GIVEN TEXT:
■ ■ ■ ■

Acknowledging the past and empowering the present.
Equality is only one part of the equation. More women and girls need to feel empowered to participate and continue participating in sport from a young age, and this is still an enormous challenge in many parts of the world.
Looking back, in 1967 women weren’t allowed to officially enter the Boston Marathon, so Kathrine Switzer entered that year as “K.V. Switzer” to hide her gender. Two miles in, an official tried to eject her from the course, a moment captured in dramatic photographs. She finished anyway, becoming the first woman to complete the race as an official entrant. Consequently, women were officially allowed to enter the race in 1972. Women’s marathoning joined the Olympics in 1984.
Kathrine Switzer, alongside the likes of Billie Jean King and Aileen Riggin and Serena Williams, are only a few of the revolutionary women who we at Halftime are exceptionally proud to call our heroes.
“Everyone thinks women should be thrilled when we get crumbs, and I want women to have the cake, the icing and the cherry in top, too.”

■ ■ ■ ■

Decide whether each statement agrees with the passage on women in sport above: (a) Kathrine Switzer entered the 1967 Boston Marathon under the name "K.V. Switzer." (b) Women's marathoning became an Olympic event in 1972. (c) An official tried to remove Switzer from the course two miles into the race. Answer yes or no for each and quote the deciding words of the text.

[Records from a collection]
■ ■ ■ ■

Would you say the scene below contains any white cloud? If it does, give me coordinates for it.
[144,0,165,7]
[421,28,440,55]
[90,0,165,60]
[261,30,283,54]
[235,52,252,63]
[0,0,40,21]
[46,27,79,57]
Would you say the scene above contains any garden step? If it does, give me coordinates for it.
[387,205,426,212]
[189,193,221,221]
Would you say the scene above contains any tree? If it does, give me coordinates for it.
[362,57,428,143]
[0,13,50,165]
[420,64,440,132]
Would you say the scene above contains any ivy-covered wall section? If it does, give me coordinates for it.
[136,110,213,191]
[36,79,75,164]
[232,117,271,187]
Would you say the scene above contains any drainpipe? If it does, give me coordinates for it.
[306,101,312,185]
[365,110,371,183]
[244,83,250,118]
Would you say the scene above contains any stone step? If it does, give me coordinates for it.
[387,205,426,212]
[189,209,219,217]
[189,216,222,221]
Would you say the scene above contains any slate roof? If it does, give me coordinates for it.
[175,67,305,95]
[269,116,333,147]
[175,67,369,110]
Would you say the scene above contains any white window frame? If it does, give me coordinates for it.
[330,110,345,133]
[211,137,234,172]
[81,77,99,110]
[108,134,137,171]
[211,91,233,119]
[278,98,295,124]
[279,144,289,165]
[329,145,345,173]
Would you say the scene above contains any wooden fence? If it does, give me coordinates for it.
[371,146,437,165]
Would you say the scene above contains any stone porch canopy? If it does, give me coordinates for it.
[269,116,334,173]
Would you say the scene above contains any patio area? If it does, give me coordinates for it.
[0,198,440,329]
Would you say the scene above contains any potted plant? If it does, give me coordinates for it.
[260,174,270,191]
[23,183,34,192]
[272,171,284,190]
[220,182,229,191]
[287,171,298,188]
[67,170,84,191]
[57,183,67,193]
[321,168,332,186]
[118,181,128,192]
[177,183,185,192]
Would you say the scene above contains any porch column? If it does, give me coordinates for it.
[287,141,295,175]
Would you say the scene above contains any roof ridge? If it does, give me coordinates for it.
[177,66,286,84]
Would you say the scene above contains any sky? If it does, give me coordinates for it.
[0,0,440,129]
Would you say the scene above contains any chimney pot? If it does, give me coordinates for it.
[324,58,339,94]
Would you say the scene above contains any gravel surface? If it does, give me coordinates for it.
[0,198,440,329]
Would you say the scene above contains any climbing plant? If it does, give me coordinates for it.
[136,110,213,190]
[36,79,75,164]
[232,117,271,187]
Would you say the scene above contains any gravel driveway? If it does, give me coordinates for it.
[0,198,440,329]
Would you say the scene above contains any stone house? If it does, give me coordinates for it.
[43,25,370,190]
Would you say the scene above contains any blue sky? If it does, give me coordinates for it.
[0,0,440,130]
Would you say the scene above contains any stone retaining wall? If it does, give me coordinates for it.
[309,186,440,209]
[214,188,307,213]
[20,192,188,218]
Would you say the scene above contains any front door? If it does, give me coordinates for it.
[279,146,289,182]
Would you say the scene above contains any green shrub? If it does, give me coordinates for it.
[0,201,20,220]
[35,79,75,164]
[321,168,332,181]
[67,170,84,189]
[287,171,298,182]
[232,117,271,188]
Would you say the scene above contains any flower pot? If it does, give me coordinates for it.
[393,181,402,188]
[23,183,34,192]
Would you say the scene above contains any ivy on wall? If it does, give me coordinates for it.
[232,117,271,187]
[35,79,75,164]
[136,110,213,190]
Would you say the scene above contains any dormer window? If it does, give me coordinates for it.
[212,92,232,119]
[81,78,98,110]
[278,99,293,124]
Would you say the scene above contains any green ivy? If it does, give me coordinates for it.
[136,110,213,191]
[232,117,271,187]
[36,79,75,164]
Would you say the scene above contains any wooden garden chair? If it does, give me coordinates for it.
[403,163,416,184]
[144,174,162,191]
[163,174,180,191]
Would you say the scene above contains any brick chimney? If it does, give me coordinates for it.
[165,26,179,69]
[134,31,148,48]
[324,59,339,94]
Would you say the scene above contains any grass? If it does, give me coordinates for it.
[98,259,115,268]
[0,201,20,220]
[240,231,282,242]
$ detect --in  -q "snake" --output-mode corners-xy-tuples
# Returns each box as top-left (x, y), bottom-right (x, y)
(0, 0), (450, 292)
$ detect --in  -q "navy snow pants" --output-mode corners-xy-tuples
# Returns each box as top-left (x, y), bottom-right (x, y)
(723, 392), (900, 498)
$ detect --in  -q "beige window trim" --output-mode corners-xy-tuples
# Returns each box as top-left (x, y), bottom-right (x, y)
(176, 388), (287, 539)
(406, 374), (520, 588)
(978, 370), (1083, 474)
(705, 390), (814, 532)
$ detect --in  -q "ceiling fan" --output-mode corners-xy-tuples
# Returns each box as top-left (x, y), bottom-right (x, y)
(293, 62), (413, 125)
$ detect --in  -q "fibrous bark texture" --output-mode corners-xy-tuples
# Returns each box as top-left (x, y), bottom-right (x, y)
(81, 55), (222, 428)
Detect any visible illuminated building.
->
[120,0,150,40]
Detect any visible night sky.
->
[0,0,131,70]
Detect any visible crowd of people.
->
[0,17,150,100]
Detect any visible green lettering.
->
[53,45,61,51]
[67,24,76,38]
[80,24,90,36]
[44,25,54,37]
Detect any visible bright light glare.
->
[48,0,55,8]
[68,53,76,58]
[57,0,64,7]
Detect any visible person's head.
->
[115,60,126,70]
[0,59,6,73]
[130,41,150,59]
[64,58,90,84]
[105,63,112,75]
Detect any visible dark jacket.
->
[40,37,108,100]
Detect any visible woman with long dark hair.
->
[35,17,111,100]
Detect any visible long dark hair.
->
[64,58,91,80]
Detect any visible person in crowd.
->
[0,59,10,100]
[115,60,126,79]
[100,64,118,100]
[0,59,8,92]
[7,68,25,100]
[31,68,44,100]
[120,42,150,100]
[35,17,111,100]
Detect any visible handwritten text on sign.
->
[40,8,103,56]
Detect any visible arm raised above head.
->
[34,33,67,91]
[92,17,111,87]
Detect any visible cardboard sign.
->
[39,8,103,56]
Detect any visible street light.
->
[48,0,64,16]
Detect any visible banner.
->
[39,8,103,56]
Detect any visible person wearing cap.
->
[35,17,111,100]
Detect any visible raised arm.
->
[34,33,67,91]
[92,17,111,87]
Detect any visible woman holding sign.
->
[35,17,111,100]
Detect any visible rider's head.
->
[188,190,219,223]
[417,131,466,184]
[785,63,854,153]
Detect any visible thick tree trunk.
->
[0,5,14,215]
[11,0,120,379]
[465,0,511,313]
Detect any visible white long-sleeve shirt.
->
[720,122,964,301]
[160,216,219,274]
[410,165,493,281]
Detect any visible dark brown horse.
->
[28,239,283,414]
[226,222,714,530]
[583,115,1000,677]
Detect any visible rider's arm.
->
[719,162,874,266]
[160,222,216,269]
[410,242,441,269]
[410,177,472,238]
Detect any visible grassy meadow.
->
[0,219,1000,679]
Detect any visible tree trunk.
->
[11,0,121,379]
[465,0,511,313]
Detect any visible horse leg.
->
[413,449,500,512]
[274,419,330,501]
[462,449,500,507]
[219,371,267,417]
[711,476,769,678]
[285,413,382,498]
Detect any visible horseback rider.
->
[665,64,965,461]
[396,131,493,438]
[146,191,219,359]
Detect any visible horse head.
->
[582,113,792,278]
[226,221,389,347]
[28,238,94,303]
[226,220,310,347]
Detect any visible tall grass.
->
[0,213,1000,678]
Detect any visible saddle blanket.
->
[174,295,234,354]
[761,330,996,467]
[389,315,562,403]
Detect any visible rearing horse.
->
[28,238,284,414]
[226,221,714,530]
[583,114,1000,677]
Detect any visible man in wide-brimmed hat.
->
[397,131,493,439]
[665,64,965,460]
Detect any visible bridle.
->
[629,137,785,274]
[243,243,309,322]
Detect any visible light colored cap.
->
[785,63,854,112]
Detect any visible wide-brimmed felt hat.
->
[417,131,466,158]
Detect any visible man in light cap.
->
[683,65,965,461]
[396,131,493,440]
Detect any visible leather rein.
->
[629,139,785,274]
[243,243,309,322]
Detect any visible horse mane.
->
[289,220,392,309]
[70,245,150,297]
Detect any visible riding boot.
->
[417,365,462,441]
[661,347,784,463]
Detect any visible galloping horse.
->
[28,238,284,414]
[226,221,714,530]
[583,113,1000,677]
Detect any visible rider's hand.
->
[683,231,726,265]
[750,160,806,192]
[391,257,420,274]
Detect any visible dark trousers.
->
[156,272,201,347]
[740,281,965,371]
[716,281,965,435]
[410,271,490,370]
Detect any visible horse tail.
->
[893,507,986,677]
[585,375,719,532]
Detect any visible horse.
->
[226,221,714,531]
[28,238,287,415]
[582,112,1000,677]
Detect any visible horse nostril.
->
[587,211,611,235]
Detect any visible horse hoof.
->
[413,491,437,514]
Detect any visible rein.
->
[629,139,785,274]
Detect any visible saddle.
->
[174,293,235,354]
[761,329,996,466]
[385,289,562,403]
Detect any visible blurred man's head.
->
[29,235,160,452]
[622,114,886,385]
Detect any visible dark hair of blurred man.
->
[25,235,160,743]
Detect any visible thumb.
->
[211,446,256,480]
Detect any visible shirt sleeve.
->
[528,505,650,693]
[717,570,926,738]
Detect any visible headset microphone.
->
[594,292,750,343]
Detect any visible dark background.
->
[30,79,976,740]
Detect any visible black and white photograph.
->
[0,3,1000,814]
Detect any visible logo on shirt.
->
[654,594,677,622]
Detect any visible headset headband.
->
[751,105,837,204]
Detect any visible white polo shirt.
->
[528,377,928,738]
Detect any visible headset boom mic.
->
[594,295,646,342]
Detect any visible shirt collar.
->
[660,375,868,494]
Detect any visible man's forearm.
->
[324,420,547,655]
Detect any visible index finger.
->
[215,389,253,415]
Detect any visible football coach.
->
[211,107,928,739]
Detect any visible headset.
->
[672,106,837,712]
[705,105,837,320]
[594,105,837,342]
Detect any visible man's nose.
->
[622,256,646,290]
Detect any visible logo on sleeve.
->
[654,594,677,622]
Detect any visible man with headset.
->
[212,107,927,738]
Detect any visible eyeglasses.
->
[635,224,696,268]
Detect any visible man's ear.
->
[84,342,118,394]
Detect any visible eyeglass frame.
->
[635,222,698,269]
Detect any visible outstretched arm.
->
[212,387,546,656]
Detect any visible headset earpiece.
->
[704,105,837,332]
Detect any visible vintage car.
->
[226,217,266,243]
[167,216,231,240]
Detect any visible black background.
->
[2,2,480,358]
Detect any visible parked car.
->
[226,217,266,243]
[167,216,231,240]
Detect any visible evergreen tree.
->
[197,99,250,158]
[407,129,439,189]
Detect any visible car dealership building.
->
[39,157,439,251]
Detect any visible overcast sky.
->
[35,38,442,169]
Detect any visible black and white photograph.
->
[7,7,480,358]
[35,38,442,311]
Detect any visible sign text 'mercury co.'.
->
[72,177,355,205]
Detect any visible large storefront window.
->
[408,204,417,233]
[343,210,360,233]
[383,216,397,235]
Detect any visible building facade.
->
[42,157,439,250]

■ ■ ■ ■

ANSWER TO THE PROBLEM:
(a) Yes: "Kathrine Switzer entered that year as “K.V. Switzer” to hide her gender."
(b) No: "Women’s marathoning joined the Olympics in 1984."
(c) Yes: "Two miles in, an official tried to eject her from the course."